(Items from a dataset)
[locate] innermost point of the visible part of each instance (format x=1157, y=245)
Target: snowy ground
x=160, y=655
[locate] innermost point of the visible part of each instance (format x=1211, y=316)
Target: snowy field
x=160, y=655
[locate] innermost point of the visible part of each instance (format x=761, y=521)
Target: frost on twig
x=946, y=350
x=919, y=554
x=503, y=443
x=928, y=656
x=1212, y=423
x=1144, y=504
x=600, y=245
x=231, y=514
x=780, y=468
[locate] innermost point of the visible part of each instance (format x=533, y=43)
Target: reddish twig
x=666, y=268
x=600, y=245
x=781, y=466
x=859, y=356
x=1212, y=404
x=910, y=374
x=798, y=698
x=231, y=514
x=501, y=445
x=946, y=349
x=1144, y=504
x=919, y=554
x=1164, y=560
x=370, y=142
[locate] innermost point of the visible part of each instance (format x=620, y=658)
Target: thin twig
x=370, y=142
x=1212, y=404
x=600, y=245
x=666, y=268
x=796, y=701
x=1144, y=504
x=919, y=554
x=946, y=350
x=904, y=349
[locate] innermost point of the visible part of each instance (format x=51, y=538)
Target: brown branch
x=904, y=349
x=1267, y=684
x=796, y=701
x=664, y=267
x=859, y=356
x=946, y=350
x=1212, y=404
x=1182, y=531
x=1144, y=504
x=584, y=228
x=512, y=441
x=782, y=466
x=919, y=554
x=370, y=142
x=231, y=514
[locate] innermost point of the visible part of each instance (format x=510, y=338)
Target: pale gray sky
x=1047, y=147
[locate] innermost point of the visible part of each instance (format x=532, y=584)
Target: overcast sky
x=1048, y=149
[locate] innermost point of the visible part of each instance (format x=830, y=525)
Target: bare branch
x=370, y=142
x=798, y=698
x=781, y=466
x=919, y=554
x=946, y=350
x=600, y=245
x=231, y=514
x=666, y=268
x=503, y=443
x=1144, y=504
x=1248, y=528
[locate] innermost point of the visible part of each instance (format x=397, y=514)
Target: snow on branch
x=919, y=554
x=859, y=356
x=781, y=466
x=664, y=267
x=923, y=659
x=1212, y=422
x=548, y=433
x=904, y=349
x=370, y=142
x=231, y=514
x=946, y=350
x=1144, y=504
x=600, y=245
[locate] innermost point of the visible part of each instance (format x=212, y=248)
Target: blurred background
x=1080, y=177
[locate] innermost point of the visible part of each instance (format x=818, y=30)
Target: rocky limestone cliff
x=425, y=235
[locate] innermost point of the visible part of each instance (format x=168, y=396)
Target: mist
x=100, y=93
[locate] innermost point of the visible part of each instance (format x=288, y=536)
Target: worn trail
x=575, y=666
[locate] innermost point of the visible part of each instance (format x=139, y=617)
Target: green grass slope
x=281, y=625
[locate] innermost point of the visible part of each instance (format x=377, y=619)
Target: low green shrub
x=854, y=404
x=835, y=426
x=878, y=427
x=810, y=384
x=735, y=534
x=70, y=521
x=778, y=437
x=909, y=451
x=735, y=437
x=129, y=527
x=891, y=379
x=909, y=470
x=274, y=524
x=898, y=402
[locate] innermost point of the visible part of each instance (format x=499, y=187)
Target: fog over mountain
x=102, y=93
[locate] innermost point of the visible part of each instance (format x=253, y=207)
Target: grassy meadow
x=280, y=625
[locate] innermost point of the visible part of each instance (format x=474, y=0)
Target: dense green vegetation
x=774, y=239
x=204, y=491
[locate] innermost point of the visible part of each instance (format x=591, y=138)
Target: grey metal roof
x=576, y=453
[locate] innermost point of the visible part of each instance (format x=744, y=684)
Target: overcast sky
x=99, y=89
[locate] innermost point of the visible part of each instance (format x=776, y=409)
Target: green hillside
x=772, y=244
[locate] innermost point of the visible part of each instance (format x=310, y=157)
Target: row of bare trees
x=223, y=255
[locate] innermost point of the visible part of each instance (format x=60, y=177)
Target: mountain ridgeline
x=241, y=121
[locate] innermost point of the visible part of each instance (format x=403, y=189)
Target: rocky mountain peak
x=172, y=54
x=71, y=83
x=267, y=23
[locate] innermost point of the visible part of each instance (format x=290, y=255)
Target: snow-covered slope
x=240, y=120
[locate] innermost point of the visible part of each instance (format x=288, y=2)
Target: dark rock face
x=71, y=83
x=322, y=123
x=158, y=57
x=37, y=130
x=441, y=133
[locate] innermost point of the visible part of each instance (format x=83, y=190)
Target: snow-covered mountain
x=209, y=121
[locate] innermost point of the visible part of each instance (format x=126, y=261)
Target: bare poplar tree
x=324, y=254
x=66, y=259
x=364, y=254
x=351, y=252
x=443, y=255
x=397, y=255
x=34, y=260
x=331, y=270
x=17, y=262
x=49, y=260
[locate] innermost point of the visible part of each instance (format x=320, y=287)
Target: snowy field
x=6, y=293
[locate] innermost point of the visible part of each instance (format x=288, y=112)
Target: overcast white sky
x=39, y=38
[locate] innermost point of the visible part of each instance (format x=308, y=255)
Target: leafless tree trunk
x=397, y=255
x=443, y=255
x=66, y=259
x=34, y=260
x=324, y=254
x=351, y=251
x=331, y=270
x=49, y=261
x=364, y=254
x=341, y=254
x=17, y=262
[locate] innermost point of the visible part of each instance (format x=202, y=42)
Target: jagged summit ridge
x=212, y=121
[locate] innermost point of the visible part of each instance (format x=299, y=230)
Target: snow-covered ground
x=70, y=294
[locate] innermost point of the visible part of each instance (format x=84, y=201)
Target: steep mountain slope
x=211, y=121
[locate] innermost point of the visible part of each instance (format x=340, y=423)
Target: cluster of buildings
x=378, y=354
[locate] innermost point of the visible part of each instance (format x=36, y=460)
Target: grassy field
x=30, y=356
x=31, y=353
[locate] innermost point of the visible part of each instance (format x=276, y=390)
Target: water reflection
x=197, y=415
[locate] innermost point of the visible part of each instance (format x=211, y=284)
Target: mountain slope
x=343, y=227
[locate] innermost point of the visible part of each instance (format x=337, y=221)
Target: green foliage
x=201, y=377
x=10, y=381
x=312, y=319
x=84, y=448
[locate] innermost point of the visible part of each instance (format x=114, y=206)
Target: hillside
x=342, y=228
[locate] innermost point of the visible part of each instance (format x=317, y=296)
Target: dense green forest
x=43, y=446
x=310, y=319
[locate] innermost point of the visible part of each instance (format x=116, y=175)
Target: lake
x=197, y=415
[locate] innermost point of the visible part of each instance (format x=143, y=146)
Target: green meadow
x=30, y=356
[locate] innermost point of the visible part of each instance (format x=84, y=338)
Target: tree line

Action item. Please retype the data, matching it exactly.

Response to this task.
[locate] innermost point of the visible part of each instance (format x=1157, y=245)
Target: snowy ground
x=160, y=655
[locate] innermost point of the visible part of each instance (format x=1211, y=316)
Target: snowy field
x=160, y=655
[locate] innermost point of the visible part of each instance (format x=761, y=521)
Target: frost on twig
x=946, y=350
x=919, y=554
x=503, y=443
x=928, y=656
x=1212, y=423
x=1144, y=504
x=600, y=245
x=231, y=514
x=780, y=468
[locate] innermost point of the visible part of each instance (format x=533, y=43)
Target: reddish twig
x=666, y=268
x=600, y=245
x=781, y=466
x=859, y=356
x=1212, y=404
x=910, y=374
x=798, y=698
x=231, y=514
x=501, y=445
x=946, y=349
x=1144, y=504
x=919, y=554
x=1164, y=560
x=370, y=142
[locate] innermost point of the visible part of each instance (format x=620, y=658)
Target: thin twig
x=370, y=142
x=1212, y=404
x=600, y=245
x=666, y=268
x=796, y=701
x=1144, y=504
x=919, y=554
x=946, y=350
x=904, y=349
[locate] innermost point of the visible part of each instance (format x=51, y=538)
Target: brown branch
x=904, y=349
x=1267, y=684
x=796, y=701
x=664, y=267
x=859, y=356
x=946, y=350
x=1212, y=404
x=1182, y=531
x=1144, y=504
x=584, y=228
x=512, y=441
x=782, y=466
x=919, y=554
x=370, y=142
x=231, y=514
[locate] innermost point of the visible part of each instance (format x=510, y=338)
Target: pale gray sky
x=1047, y=147
[locate] innermost point of the visible part of each instance (format x=532, y=584)
Target: overcast sky
x=1048, y=149
[locate] innermost point of the visible part of each instance (format x=830, y=525)
Target: bare branch
x=370, y=142
x=798, y=698
x=781, y=466
x=919, y=554
x=946, y=350
x=600, y=245
x=231, y=514
x=666, y=268
x=503, y=443
x=1144, y=504
x=1248, y=528
[locate] innermost point of the visible part of each instance (format x=397, y=514)
Target: snow on branch
x=919, y=554
x=859, y=356
x=781, y=466
x=664, y=267
x=923, y=659
x=1212, y=422
x=548, y=433
x=904, y=349
x=370, y=142
x=231, y=514
x=946, y=350
x=1144, y=504
x=600, y=245
[locate] innermost point of the visible part of each instance (format x=212, y=248)
Target: blurred background
x=1080, y=177
[locate] innermost point of the visible part of each instance (format x=818, y=30)
Target: rocky limestone cliff
x=425, y=235
[locate] innermost point of the visible part of each instance (format x=168, y=396)
Target: mist
x=100, y=93
[locate] innermost point of the visible part of each instance (format x=288, y=536)
Target: worn trail
x=575, y=666
[locate] innermost point of the visible part of each instance (format x=139, y=617)
Target: green grass slope
x=281, y=625
[locate] innermost point of the visible part of each instance (format x=377, y=619)
Target: low green shrub
x=854, y=404
x=835, y=426
x=878, y=427
x=810, y=384
x=735, y=534
x=70, y=521
x=778, y=437
x=909, y=451
x=735, y=437
x=129, y=527
x=891, y=379
x=909, y=470
x=274, y=524
x=898, y=402
[locate] innermost point of the visible part of each instance (format x=499, y=187)
Target: fog over mountain
x=102, y=93
[locate] innermost point of the visible part of each instance (format x=253, y=207)
Target: grassy meadow
x=280, y=625
[locate] innermost point of the visible part of each instance (format x=474, y=0)
Target: dense green vegetation
x=774, y=239
x=204, y=491
[locate] innermost point of the visible part of each instance (format x=591, y=138)
Target: grey metal roof
x=576, y=453
[locate] innermost point of the visible part of each instance (format x=744, y=684)
Target: overcast sky
x=99, y=89
[locate] innermost point of the visible part of each instance (format x=776, y=409)
Target: green hillside
x=772, y=244
[locate] innermost point of the visible part of each instance (format x=310, y=157)
Target: row of bare trees
x=223, y=255
[locate] innermost point of the visible part of each instance (format x=60, y=177)
Target: mountain ridgeline
x=241, y=121
[locate] innermost point of the visible part of each instance (format x=403, y=189)
Target: rocky mountain peak
x=172, y=54
x=71, y=83
x=267, y=23
[locate] innermost point of the visible part of each instance (format x=290, y=255)
Target: snow-covered slope
x=240, y=120
[locate] innermost point of the visible part of each instance (format x=288, y=2)
Target: dark rock face
x=71, y=83
x=322, y=123
x=158, y=57
x=37, y=130
x=441, y=133
[locate] innermost point of the visible part of each instance (format x=83, y=190)
Target: snow-covered mountain
x=209, y=121
[locate] innermost point of the visible part of each instance (format x=126, y=261)
Target: bare poplar tree
x=324, y=254
x=66, y=259
x=364, y=254
x=351, y=252
x=443, y=255
x=397, y=255
x=34, y=260
x=331, y=270
x=17, y=262
x=49, y=260
[locate] innermost point of the visible part of each instance (format x=320, y=287)
Target: snowy field
x=6, y=293
[locate] innermost point of the visible part of each instance (format x=288, y=112)
Target: overcast white sky
x=39, y=38
[locate] innermost point of the visible part of each instance (format x=308, y=255)
Target: leafless tree trunk
x=397, y=255
x=443, y=255
x=66, y=259
x=34, y=260
x=324, y=254
x=351, y=251
x=331, y=270
x=49, y=261
x=364, y=254
x=341, y=254
x=17, y=262
[locate] innermost point of the visible part of each instance (format x=202, y=42)
Target: jagged summit ridge
x=212, y=121
[locate] innermost point of the visible part of each instance (format x=299, y=230)
Target: snow-covered ground
x=70, y=294
[locate] innermost point of the visible part of each instance (format x=84, y=201)
Target: steep mountain slope
x=211, y=121
[locate] innermost point of the visible part of each instance (format x=340, y=423)
Target: cluster of buildings
x=378, y=354
[locate] innermost point of the visible part of each instance (format x=36, y=460)
Target: grassy field
x=30, y=356
x=31, y=353
[locate] innermost point of the visible part of each instance (format x=276, y=390)
Target: water reflection
x=197, y=415
[locate] innermost point of the visible part of each instance (format x=211, y=284)
Target: mountain slope
x=343, y=227
[locate] innermost point of the visible part of each instance (format x=337, y=221)
Target: green foliage
x=201, y=377
x=10, y=381
x=312, y=319
x=84, y=448
[locate] innermost point of the visible part of each instance (format x=114, y=206)
Target: hillside
x=342, y=228
[locate] innermost point of the visible part of each instance (format x=317, y=296)
Target: dense green forest
x=43, y=446
x=310, y=319
[locate] innermost point of the visible part of each instance (format x=116, y=175)
Target: lake
x=197, y=415
[locate] innermost point of the visible part of each instance (format x=143, y=146)
Target: green meadow
x=30, y=356
[locate] innermost point of the visible part of each instance (format x=84, y=338)
Target: tree line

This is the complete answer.